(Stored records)
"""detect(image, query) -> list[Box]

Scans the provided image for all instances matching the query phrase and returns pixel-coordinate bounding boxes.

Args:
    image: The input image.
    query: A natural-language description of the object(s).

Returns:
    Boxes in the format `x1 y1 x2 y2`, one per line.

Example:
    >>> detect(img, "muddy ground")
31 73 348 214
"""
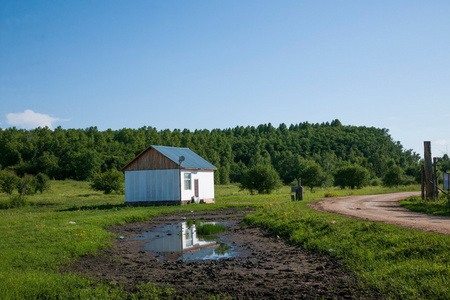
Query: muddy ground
69 209 383 299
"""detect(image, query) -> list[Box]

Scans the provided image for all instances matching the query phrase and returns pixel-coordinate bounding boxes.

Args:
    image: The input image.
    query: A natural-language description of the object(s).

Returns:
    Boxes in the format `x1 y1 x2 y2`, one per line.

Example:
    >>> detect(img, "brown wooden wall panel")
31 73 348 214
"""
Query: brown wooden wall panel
123 148 179 171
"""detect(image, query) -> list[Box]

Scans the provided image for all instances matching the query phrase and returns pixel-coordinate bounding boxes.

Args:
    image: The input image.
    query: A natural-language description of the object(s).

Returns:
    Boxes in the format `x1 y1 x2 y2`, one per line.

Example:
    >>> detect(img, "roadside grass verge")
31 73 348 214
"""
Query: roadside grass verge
244 200 450 299
400 196 450 216
0 180 438 299
0 180 248 300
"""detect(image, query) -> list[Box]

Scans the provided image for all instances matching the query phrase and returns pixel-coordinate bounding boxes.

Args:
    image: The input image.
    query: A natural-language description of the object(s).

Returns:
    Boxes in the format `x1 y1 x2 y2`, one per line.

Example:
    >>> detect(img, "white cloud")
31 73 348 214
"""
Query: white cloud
6 109 62 129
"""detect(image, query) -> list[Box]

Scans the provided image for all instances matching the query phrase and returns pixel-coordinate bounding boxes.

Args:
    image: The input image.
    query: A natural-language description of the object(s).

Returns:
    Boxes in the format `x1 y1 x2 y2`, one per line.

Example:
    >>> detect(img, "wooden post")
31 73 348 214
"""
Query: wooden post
296 178 303 200
423 142 434 200
433 157 439 200
420 165 425 200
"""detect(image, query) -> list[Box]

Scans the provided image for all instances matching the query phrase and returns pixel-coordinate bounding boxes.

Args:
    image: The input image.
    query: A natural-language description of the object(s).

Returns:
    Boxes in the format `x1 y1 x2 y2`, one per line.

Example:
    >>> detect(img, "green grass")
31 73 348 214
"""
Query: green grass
245 195 450 299
0 181 246 299
400 194 450 216
0 181 450 299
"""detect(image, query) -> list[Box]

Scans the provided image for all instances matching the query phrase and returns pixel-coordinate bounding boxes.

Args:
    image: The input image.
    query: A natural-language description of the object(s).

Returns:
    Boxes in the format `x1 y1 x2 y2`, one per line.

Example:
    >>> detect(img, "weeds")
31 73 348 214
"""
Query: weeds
0 180 450 300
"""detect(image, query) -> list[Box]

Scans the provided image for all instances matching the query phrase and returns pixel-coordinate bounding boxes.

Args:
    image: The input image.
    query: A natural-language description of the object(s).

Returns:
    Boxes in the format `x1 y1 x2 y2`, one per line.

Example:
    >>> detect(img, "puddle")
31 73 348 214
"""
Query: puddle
135 222 238 261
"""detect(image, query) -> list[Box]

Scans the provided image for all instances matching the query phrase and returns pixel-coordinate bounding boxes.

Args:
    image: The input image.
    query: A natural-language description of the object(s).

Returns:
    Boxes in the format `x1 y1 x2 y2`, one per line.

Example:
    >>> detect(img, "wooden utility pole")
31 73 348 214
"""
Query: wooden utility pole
433 157 439 200
423 142 434 200
420 165 425 200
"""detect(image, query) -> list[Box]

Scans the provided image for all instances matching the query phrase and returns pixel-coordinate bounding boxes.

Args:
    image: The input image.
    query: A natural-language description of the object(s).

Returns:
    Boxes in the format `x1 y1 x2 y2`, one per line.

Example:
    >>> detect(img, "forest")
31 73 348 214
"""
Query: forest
0 119 420 185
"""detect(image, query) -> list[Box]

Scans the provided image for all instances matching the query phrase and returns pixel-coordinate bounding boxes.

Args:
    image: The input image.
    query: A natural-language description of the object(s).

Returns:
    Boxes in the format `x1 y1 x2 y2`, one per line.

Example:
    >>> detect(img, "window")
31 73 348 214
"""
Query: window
184 173 191 190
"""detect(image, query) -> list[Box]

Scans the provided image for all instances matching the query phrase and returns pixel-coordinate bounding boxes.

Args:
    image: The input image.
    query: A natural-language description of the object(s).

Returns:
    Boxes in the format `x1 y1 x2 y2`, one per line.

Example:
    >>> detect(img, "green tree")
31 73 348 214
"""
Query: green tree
240 164 281 195
300 163 326 192
34 173 50 194
90 170 124 194
0 170 19 195
383 166 405 187
17 174 36 197
334 165 369 190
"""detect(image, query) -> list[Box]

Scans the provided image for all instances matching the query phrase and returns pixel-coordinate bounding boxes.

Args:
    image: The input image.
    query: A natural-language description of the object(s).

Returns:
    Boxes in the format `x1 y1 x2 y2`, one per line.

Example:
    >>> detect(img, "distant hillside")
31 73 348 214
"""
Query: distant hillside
0 120 419 183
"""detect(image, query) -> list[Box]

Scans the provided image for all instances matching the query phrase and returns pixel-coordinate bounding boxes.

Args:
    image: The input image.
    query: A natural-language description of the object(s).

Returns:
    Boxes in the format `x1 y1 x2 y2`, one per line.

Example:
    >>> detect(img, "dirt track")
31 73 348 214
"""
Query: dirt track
65 209 383 299
309 192 450 235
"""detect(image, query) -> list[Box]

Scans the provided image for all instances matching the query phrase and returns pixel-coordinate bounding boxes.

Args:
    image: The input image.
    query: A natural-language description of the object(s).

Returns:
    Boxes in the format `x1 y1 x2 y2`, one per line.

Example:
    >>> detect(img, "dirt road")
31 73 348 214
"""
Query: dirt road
65 208 383 299
309 192 450 235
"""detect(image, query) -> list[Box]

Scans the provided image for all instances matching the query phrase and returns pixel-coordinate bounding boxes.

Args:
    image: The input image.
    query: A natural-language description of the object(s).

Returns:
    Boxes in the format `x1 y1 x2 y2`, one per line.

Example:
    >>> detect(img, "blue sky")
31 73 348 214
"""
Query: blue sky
0 0 450 156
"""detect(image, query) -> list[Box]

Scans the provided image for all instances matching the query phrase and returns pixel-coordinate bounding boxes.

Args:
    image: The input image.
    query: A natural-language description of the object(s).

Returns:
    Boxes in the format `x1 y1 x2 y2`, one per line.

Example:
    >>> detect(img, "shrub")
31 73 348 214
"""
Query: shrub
17 174 36 197
0 170 19 195
8 194 28 208
240 164 281 195
90 170 124 194
383 166 404 187
34 173 50 194
334 165 369 190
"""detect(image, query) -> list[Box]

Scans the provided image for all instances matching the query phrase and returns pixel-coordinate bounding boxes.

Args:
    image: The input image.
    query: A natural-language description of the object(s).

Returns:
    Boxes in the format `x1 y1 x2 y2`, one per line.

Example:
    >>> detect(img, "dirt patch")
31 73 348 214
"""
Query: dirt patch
308 192 450 235
69 209 383 299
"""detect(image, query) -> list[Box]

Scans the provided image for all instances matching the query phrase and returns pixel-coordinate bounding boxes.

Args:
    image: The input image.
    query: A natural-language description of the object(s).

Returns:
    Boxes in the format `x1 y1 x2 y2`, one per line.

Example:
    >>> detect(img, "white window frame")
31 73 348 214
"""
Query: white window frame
184 173 192 190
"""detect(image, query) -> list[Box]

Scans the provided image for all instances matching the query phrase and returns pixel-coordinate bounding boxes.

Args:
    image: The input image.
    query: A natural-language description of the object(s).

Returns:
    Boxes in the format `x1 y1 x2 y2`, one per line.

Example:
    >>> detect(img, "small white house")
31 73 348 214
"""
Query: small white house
122 146 217 205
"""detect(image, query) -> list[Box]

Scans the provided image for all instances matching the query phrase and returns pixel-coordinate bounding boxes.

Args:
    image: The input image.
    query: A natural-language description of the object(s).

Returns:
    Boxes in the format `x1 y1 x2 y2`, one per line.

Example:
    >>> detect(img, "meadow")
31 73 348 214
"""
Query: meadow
0 180 450 299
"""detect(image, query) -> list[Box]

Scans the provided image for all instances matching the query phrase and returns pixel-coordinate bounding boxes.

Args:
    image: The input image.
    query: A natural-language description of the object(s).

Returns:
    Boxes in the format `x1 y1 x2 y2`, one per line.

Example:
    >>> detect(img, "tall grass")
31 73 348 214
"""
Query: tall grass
0 181 243 299
0 181 442 299
245 200 450 299
400 194 450 216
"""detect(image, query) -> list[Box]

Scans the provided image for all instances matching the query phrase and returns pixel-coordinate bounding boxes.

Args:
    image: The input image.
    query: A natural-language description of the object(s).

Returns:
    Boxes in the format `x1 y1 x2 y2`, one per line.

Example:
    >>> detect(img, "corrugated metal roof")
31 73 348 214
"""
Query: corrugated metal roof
151 145 217 170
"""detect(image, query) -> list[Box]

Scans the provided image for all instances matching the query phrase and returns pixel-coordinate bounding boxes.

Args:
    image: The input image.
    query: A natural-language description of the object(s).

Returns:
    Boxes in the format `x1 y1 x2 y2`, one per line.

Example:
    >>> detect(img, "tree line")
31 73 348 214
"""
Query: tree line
0 119 420 185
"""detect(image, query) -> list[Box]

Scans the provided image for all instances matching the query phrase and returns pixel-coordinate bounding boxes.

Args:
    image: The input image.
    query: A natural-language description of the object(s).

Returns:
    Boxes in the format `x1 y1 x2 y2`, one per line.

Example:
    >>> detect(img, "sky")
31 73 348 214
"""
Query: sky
0 0 450 156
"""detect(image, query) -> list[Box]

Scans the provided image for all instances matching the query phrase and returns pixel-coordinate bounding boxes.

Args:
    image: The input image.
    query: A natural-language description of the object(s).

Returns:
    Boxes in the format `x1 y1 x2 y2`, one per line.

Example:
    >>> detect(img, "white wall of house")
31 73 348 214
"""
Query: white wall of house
181 170 214 203
125 169 180 202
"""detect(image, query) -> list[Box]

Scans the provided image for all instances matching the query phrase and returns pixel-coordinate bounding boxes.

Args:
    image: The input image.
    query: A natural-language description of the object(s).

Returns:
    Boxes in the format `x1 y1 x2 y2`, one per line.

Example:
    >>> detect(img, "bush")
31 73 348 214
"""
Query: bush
34 173 50 194
17 174 36 197
383 166 405 187
334 165 369 190
300 163 326 192
370 178 381 186
90 170 124 194
0 170 19 195
8 194 28 208
240 164 281 195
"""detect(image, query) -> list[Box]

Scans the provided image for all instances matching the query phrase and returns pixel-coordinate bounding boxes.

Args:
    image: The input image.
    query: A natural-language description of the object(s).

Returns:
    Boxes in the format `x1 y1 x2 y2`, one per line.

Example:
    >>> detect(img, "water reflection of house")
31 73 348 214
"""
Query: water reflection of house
143 222 219 260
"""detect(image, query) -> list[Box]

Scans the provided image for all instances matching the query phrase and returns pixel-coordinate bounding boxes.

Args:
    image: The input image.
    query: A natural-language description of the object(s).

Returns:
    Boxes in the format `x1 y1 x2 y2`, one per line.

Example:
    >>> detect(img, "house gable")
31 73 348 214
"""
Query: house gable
122 145 217 171
122 146 179 171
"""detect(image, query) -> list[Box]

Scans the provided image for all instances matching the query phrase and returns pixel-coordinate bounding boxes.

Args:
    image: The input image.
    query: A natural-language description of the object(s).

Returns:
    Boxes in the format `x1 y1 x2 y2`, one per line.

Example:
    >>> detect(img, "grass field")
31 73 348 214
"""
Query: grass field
0 181 450 299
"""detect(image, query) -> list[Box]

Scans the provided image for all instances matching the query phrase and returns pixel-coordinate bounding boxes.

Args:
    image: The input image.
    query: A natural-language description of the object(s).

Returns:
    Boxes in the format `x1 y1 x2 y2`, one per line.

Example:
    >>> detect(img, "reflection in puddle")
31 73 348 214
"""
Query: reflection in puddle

--- WHAT YOU SHOULD DO ---
Echo the stored records word for word, beginning at the very start and ending with the line that contains "6 109 62 129", including both ends. Leave the pictures out of your answer.

--- SOLUTION TO THIS TASK ---
"""detect(image, query) -> list[Box]

Scans the provided image for all instances matching the query phrase and returns pixel-coordinate bounding boxes.

Args:
    image: The input image.
    query: A natural-language description of the object(s).

Returns:
    Boxes in the format `x1 y1 x2 y2`, one per line.

Example:
    >>> detect(img, "muddy ground")
31 73 348 214
"""
Query: muddy ground
69 209 383 299
"""detect(image, query) -> list[Box]

Scans the provided image for all instances matching the query phrase and returns pixel-coordinate bounding boxes.

Args:
    image: The input image.
    query: A natural-language description of the object(s).

Returns:
    Boxes in the format `x1 y1 x2 y2`, one per line.

Example:
    >>> detect(img, "brown wooden wall panel")
31 73 348 214
"""
Query: brown wooden wall panel
123 148 179 171
"""detect(image, query) -> list[Box]

Scans the provided image for all instances matching the query phrase and returns pixel-coordinate bounding boxes.

Args:
    image: The input image.
    query: A natural-language description of the object(s).

Returns:
    Boxes in the format `x1 y1 x2 y2`, one per line.

Example:
    >>> detect(img, "roadside grass verge")
31 73 348 214
"""
Query: roadside grass verge
244 200 450 299
400 196 450 216
0 180 438 299
0 180 248 300
"""detect(image, query) -> list[Box]

Scans the provided image for all instances matching the query phrase and returns pixel-coordinate bounding boxes.

Args:
    image: The input image.
    query: A natural-language description of the object(s).

Returns:
    Boxes in the format `x1 y1 x2 y2`, one per line.

Example:
    >>> detect(img, "white cloud")
31 73 348 214
"""
Query: white cloud
6 109 62 129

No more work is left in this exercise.